• _PROBLEM DETAILS_:
Your answer must be an exact copy of the data below.

- - -

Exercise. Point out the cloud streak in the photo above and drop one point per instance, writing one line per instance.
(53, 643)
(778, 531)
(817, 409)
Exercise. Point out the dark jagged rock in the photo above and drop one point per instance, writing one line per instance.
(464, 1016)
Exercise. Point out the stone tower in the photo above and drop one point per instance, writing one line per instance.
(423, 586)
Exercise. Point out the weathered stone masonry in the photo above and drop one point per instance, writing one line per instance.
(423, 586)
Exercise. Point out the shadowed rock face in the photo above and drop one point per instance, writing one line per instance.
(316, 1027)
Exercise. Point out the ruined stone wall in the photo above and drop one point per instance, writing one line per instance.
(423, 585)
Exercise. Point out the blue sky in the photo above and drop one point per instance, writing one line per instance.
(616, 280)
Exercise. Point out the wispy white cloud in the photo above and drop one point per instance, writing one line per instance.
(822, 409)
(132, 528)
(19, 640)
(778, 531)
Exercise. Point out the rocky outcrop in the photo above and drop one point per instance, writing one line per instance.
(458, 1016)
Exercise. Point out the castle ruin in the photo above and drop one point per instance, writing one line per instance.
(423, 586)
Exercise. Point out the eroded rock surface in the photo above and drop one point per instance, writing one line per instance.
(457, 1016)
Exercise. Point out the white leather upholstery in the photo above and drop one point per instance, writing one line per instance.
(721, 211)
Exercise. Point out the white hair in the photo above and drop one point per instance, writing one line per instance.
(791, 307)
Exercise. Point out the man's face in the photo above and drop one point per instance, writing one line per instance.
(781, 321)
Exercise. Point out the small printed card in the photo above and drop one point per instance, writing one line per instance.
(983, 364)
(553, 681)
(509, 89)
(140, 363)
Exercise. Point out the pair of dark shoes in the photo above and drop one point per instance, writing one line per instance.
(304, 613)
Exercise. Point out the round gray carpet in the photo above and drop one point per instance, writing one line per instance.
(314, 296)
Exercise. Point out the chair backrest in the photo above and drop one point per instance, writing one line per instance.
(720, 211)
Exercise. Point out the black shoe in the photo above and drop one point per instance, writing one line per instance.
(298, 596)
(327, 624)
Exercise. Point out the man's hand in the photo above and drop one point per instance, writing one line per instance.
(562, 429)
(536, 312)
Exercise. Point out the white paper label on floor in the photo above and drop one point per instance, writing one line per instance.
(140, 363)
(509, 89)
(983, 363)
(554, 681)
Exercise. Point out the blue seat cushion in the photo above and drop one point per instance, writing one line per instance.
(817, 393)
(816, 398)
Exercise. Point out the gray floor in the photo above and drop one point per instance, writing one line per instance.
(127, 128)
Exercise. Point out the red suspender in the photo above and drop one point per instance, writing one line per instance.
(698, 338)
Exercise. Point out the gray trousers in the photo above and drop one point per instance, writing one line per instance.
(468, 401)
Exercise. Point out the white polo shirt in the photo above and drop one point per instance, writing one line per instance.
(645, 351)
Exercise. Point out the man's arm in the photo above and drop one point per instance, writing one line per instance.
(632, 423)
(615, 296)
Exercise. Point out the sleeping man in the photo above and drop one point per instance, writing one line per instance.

- - -

• _RESPONSE TO THE TASK_:
Exercise. Point out the cloud streak in the photo above and drop one point per instance, writing one line per instance.
(53, 643)
(778, 531)
(817, 409)
Exercise. Point out the dark jagged rock in the photo above and drop one point per instance, writing one line per instance.
(464, 1016)
Exercise. Point out the stone tower in the photo above and drop one point per instance, writing one line per instance.
(423, 586)
Exercise. Point out the weathered stone masonry in the photo above and drop one point per instance, writing one line per instance.
(423, 586)
Exercise. Point out the shadowed rock face in the photo above and drop one point per instance, writing one line per instance.
(316, 1027)
Exercise. Point out the ruined stone wall in the photo above and drop one point per instance, writing one line per instance.
(423, 585)
Exercise. Point out the blue sky in the photo above and drop one point per instance, writing one line per instance.
(616, 280)
Exercise. Point out the wispy white cloud in the photo above and drop one point per instance, writing one line per instance.
(822, 409)
(132, 528)
(19, 640)
(778, 531)
Exercise. Point out the rocky outcrop in the photo above and drop one point per instance, writing one line per instance.
(458, 1016)
Exercise. Point out the castle ruin in the photo above and drop one point per instance, writing one line per instance.
(423, 586)
Exercise. Point out the eroded rock surface in the photo above and drop one point per instance, writing one line per instance.
(457, 1016)
Exercise. Point out the white leather upholstery in the photo above and drop one point per instance, writing one line per instance.
(721, 211)
Exercise. Point out the white hair in the photo above and drop one point per instance, writing one line per instance.
(791, 307)
Exercise. Point out the man's face in the photo above and drop one point per instance, writing one line per instance.
(781, 321)
Exercise. Point out the small printed card in the photo above and drop one point per instance, writing one line per instance.
(983, 364)
(553, 681)
(509, 89)
(140, 363)
Exercise. Point out the pair of dark shoes in the photo above and drop one point per instance, writing one line per instance.
(304, 613)
Exercise. Point out the round gray carpet in the photo above and drop one point per instance, writing one line per instance.
(314, 296)
Exercise. Point out the chair backrest in the photo above and drop one point per instance, writing one line per instance.
(720, 211)
Exercise. Point out the black shoe in the photo above and drop one point per instance, writing one line per instance.
(298, 596)
(327, 624)
Exercise. Point out the man's hand in the photo above and drop one point per instance, writing one line per instance.
(562, 429)
(536, 312)
Exercise. Point out the white paper label on floor in the photo above and drop one point per instance, writing one line per instance.
(140, 363)
(509, 89)
(983, 363)
(554, 681)
Exercise. Point out the blue seat cushion in the photo above and drop one point per instance, writing one line per instance.
(817, 393)
(816, 398)
Exercise. Point out the gray floor in the photo above and drop one point per instance, writing one line per instance.
(127, 128)
Exercise. Point out the red suspender in the photo above and drop one point per instance, writing one line per instance.
(698, 338)
Exercise. Point out the gray trousers in the photo above and drop one point per instance, writing one line per instance.
(468, 401)
Exercise. Point out the white polo shirt in the photo above and drop one point per instance, writing one line per instance.
(645, 351)
Exercise. Point out the man's arm in the photo above and drop one point per instance, writing one line per instance.
(632, 423)
(615, 296)
Exercise. Point out the sleeping man in the photo above and drop one point per instance, writing one line per instance.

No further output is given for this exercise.